--- WHAT IS ASKED ---
Copy the following records verbatim, omitting the pictures from your reproduction.

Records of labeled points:
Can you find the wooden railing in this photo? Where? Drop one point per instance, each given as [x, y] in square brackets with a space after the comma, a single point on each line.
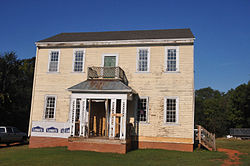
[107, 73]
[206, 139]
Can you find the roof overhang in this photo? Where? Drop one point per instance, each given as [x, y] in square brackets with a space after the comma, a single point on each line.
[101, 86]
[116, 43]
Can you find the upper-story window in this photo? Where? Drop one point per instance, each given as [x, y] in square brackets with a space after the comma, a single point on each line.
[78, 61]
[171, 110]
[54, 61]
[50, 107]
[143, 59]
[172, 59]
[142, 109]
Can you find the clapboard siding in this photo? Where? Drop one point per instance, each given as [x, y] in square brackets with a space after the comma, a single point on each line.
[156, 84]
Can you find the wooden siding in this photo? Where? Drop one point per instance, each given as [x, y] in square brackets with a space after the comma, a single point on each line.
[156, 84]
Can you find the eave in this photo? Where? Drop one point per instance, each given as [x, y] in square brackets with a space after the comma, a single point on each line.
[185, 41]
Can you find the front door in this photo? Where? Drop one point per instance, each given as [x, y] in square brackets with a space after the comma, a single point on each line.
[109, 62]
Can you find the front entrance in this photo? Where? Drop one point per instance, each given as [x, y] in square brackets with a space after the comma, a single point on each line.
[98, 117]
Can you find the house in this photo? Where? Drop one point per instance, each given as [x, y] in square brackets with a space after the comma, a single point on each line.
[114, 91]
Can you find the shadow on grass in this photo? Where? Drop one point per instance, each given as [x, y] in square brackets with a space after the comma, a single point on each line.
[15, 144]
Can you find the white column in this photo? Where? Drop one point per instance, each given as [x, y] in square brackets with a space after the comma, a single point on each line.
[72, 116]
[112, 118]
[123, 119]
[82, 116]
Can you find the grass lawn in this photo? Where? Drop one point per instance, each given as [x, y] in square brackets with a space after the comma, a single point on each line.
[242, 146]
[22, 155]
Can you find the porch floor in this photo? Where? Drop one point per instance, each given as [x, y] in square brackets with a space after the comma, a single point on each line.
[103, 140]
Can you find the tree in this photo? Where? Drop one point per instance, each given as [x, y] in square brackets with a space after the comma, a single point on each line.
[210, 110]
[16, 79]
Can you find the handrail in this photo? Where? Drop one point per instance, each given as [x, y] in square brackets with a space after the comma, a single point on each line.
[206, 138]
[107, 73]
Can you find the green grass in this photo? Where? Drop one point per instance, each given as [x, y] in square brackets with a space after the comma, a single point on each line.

--- FINISHED TASK ---
Can you find the wooden railing in this photo? Where? Drop one point per instance, each given as [x, y] in square brackets with a space after the comma, a single point on each line.
[107, 73]
[206, 139]
Can you find the roof overhang in this photo? Where? Drop one point per instance, each given as [x, y] in square brackets with a space after the comma, a single point on each line.
[101, 86]
[116, 43]
Can you find the upper-story window in this photo? Where? Drop one point per instance, each given as [x, y] in square brackets with a space after the comma, a single point on each line.
[78, 61]
[171, 110]
[54, 61]
[50, 107]
[143, 59]
[172, 59]
[142, 109]
Can you find the clapboard siding in this photo? Where? Drop one point per instance, each given as [x, y] in square brackets with a space after the comma, a single point on each line.
[156, 84]
Can you find the wooden siding in this photo? Where? Drop one point per instance, each given as [x, y] in square brackets with a space after the comma, a single point on each line.
[156, 84]
Can you find the eave in this photo? Where? Drop one point per instance, each given as [x, y] in square brackets with a space after the comma, a single point on each line.
[185, 41]
Can you find the front door in this photo? Where? Drop one point per instance, each given as [x, y] in square brackets with a space after the comma, a single point on each line.
[109, 62]
Can you find the front entrance in this photo? Where? Drop one point per instance, each given as [x, y] in square brackets with a space after the comma, a single point on each line.
[98, 117]
Can you find the house in this photo? Where? Drop one point per instance, each given as [x, y] in square brackets with a space after the comma, a single point on each line.
[114, 91]
Can you find the shadow on grass in this photo? Where? Drop one point per instance, each given as [x, y] in square brackets with a space after the comma, a single point on each line.
[15, 144]
Can you find the white column in this photo? Where? Drop one point per instance, each given as [x, y] in square brackets with a space after the comma, a single point on each line.
[72, 116]
[112, 118]
[123, 119]
[82, 116]
Can you find the grass lawn in this photo? Where? Drop one point per instance, each given as [x, y] in square brackets with a space after the comma, a single point on each line.
[242, 146]
[22, 155]
Can you find the porch floor in this photo? Where? Drop one point per instance, each given as [x, y] in square brackets with a space after the comma, a single point on each line.
[103, 140]
Can you find the tree in this photo? Where? Drop one point per instance, each given as [x, y] in square brackets with a space after the comma, a single point on each line.
[210, 110]
[16, 79]
Can you find the handrail in this photo? Where? Drop one point per instance, each given as [x, y] in square brackets with a space after the comma, a single point on each line.
[206, 138]
[107, 73]
Can you find the green grass in this photo? Where? Drop one point per instance, each given as [x, y] in square brackets with a space after the comma, a single point on each line.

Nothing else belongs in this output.